Work to complete: Nothing but the lines from the line with "of the dishwasher" through the end of the data is to be copied, and each is to be copied exactly.
— start Exercise material —
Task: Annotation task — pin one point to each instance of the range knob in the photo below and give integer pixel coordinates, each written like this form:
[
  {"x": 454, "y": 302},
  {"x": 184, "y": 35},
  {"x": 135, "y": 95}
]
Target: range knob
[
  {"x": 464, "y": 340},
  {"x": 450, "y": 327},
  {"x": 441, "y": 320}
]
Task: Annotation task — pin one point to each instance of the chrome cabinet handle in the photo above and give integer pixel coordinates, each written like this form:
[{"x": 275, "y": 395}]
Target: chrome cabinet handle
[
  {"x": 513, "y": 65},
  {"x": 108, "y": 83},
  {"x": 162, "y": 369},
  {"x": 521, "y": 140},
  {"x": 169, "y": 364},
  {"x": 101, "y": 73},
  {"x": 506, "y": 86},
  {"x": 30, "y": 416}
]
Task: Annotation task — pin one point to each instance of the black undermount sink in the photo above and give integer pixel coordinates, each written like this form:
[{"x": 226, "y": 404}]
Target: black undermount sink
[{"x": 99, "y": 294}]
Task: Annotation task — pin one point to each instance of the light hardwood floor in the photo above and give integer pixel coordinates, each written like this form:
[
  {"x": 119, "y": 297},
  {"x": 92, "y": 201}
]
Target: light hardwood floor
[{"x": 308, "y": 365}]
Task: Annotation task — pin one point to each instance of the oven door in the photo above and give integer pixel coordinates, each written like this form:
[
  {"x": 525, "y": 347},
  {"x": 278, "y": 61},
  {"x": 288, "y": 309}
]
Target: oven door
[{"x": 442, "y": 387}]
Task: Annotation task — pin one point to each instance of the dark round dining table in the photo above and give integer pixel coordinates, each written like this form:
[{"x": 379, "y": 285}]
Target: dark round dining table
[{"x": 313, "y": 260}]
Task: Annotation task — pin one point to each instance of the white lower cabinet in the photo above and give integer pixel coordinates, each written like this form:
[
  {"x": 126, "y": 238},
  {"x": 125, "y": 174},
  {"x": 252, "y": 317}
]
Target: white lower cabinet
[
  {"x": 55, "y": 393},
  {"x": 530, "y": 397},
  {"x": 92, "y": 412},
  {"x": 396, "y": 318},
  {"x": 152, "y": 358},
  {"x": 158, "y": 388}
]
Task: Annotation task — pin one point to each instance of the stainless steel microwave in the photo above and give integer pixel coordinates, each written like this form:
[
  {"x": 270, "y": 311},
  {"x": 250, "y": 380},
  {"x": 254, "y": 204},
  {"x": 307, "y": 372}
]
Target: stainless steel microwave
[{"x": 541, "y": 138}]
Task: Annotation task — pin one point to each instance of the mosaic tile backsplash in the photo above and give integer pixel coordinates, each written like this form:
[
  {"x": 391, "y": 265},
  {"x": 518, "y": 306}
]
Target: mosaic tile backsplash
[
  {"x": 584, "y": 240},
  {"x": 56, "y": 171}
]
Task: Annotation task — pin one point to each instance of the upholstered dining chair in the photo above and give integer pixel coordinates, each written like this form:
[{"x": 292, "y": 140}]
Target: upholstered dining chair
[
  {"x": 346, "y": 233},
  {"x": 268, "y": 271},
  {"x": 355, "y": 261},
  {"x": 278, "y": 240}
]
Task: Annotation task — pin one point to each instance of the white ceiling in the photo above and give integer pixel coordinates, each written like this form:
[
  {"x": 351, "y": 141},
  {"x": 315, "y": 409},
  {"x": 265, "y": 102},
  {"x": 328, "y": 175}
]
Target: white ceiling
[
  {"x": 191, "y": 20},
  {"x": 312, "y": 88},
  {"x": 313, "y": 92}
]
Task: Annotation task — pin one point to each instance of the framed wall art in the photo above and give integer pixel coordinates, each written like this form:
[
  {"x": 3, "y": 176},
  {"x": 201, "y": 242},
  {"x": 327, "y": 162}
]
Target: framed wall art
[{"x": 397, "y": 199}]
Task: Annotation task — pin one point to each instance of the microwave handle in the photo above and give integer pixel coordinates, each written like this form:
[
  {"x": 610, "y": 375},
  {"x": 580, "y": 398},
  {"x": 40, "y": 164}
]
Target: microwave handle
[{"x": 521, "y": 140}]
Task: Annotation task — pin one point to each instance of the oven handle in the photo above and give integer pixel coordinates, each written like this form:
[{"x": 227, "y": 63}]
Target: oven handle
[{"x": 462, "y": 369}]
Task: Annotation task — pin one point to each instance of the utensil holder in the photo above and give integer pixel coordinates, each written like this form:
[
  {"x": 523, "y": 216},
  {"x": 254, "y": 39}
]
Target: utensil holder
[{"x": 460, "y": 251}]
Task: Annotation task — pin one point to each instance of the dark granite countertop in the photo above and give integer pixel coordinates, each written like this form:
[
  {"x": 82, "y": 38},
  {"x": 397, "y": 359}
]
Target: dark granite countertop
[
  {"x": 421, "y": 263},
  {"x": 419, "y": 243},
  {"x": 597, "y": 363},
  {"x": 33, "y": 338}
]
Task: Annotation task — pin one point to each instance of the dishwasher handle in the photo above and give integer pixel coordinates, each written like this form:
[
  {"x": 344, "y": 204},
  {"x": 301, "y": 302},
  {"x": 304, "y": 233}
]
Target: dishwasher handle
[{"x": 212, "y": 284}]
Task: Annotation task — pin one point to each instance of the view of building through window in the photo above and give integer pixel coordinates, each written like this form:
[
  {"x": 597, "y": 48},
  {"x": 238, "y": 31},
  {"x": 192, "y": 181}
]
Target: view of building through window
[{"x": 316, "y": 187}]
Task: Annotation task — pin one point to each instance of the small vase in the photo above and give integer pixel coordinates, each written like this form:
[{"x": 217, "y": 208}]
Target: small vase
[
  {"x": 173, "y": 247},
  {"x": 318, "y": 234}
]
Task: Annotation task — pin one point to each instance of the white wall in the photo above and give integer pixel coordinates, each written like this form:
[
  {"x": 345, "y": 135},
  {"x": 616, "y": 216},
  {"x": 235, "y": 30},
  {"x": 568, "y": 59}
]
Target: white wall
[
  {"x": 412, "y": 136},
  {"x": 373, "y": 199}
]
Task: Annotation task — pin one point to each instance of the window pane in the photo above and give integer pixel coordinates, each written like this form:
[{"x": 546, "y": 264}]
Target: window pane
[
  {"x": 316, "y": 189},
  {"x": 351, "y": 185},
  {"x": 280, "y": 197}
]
— end Exercise material —
Task answer:
Task: Annotation task — pin one point to each instance of the dishwasher handle in the photo above and give integer pixel coordinates, each written like this form:
[
  {"x": 344, "y": 204},
  {"x": 301, "y": 302},
  {"x": 304, "y": 233}
]
Target: dishwasher handle
[{"x": 212, "y": 284}]
Task: Annotation task — pin one point to each instance of the view of building through window in the photo above and give integer pixel coordinates, each written like this form:
[
  {"x": 597, "y": 48},
  {"x": 238, "y": 31},
  {"x": 192, "y": 181}
]
Target: view of building through window
[{"x": 316, "y": 187}]
Task: Annotation task — pin one point to each instance of the small vase in the photo above and give integer pixel coordinates, each written like this form:
[{"x": 217, "y": 208}]
Target: small vase
[
  {"x": 173, "y": 247},
  {"x": 318, "y": 234}
]
Task: Annotation task — pin one point to each instance of the white wall in the photo above and give integer pixel coordinates, each written like this form:
[
  {"x": 345, "y": 135},
  {"x": 616, "y": 216},
  {"x": 235, "y": 30},
  {"x": 568, "y": 59}
]
Target: white wall
[
  {"x": 412, "y": 136},
  {"x": 373, "y": 199}
]
Task: Annotation task — pin one point to each instance of the window pane in the photo above and give integer pixel coordinates, each written like this form:
[{"x": 546, "y": 264}]
Target: window pane
[
  {"x": 316, "y": 189},
  {"x": 351, "y": 185},
  {"x": 280, "y": 197}
]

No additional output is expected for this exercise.